Could the whole of the data below be written out verbatim?

Referring expression grounding data:
══════════════════════════════
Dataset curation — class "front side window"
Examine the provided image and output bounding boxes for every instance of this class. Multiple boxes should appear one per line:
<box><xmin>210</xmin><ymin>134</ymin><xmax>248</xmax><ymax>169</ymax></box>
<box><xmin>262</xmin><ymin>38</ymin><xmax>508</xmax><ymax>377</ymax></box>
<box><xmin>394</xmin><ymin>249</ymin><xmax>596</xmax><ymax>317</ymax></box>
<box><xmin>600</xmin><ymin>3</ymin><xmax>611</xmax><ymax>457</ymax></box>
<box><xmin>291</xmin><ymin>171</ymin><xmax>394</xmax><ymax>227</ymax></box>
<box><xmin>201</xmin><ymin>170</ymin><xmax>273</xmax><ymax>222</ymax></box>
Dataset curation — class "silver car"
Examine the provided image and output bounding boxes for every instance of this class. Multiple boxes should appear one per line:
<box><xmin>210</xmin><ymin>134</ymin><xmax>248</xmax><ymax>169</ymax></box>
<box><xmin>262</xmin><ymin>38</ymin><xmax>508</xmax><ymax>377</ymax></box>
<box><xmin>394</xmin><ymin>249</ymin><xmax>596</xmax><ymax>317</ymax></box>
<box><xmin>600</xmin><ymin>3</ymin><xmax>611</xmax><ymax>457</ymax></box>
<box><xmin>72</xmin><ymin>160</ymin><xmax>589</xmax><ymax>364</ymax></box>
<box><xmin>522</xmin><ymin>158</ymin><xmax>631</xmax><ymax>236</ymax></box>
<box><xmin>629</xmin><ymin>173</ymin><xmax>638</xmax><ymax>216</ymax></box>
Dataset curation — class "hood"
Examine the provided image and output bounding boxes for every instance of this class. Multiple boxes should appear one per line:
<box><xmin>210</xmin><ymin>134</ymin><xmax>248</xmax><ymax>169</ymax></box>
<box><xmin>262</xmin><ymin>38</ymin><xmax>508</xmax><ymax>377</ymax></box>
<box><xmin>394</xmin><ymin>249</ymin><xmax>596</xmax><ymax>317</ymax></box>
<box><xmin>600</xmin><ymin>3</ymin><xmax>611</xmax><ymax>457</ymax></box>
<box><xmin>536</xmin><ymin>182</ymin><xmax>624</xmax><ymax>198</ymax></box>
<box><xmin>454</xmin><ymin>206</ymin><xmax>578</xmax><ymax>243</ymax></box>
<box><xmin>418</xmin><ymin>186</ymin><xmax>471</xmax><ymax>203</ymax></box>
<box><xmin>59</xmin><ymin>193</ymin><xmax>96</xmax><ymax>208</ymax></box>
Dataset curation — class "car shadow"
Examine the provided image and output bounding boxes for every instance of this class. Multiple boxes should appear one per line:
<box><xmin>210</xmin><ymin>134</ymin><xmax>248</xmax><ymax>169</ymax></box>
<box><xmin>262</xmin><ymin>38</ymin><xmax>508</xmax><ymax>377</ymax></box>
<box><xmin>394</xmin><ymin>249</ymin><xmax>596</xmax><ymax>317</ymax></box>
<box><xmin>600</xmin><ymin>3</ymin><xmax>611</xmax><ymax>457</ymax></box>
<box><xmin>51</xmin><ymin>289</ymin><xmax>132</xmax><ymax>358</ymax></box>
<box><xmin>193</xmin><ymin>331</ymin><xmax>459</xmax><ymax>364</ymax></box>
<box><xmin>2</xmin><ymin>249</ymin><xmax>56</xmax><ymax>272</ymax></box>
══════════════════════════════
The completed task:
Dataset curation — class "front side window"
Examine the provided image and output bounding boxes for every instance of this class. Multiple boxes should appear one per line:
<box><xmin>210</xmin><ymin>134</ymin><xmax>248</xmax><ymax>169</ymax></box>
<box><xmin>262</xmin><ymin>38</ymin><xmax>508</xmax><ymax>377</ymax></box>
<box><xmin>394</xmin><ymin>249</ymin><xmax>596</xmax><ymax>317</ymax></box>
<box><xmin>600</xmin><ymin>3</ymin><xmax>611</xmax><ymax>457</ymax></box>
<box><xmin>291</xmin><ymin>171</ymin><xmax>394</xmax><ymax>227</ymax></box>
<box><xmin>201</xmin><ymin>170</ymin><xmax>273</xmax><ymax>222</ymax></box>
Dataset curation — class "silver car"
Examine the provided image and output bounding boxes for every instance of this class. Multiple boxes should appear one per line:
<box><xmin>210</xmin><ymin>134</ymin><xmax>248</xmax><ymax>169</ymax></box>
<box><xmin>262</xmin><ymin>38</ymin><xmax>508</xmax><ymax>377</ymax></box>
<box><xmin>394</xmin><ymin>249</ymin><xmax>596</xmax><ymax>317</ymax></box>
<box><xmin>600</xmin><ymin>3</ymin><xmax>611</xmax><ymax>457</ymax></box>
<box><xmin>72</xmin><ymin>160</ymin><xmax>589</xmax><ymax>364</ymax></box>
<box><xmin>522</xmin><ymin>158</ymin><xmax>631</xmax><ymax>236</ymax></box>
<box><xmin>629</xmin><ymin>173</ymin><xmax>638</xmax><ymax>216</ymax></box>
Dataset curation — class "hood"
Examine the provided image and output bounding boxes for every instance of this class. Multiple boxes should appear one per line:
<box><xmin>210</xmin><ymin>134</ymin><xmax>248</xmax><ymax>169</ymax></box>
<box><xmin>262</xmin><ymin>38</ymin><xmax>508</xmax><ymax>377</ymax></box>
<box><xmin>394</xmin><ymin>249</ymin><xmax>596</xmax><ymax>317</ymax></box>
<box><xmin>600</xmin><ymin>3</ymin><xmax>611</xmax><ymax>457</ymax></box>
<box><xmin>536</xmin><ymin>182</ymin><xmax>624</xmax><ymax>198</ymax></box>
<box><xmin>454</xmin><ymin>206</ymin><xmax>578</xmax><ymax>243</ymax></box>
<box><xmin>418</xmin><ymin>186</ymin><xmax>471</xmax><ymax>203</ymax></box>
<box><xmin>59</xmin><ymin>193</ymin><xmax>96</xmax><ymax>208</ymax></box>
Dataset curation — class "car shadow"
Examine the provided image and output bounding boxes for every instance of this class. Multiple boxes should appear one per line:
<box><xmin>210</xmin><ymin>134</ymin><xmax>248</xmax><ymax>169</ymax></box>
<box><xmin>262</xmin><ymin>38</ymin><xmax>508</xmax><ymax>377</ymax></box>
<box><xmin>394</xmin><ymin>249</ymin><xmax>596</xmax><ymax>317</ymax></box>
<box><xmin>600</xmin><ymin>3</ymin><xmax>611</xmax><ymax>457</ymax></box>
<box><xmin>51</xmin><ymin>289</ymin><xmax>132</xmax><ymax>358</ymax></box>
<box><xmin>193</xmin><ymin>331</ymin><xmax>459</xmax><ymax>364</ymax></box>
<box><xmin>2</xmin><ymin>249</ymin><xmax>56</xmax><ymax>272</ymax></box>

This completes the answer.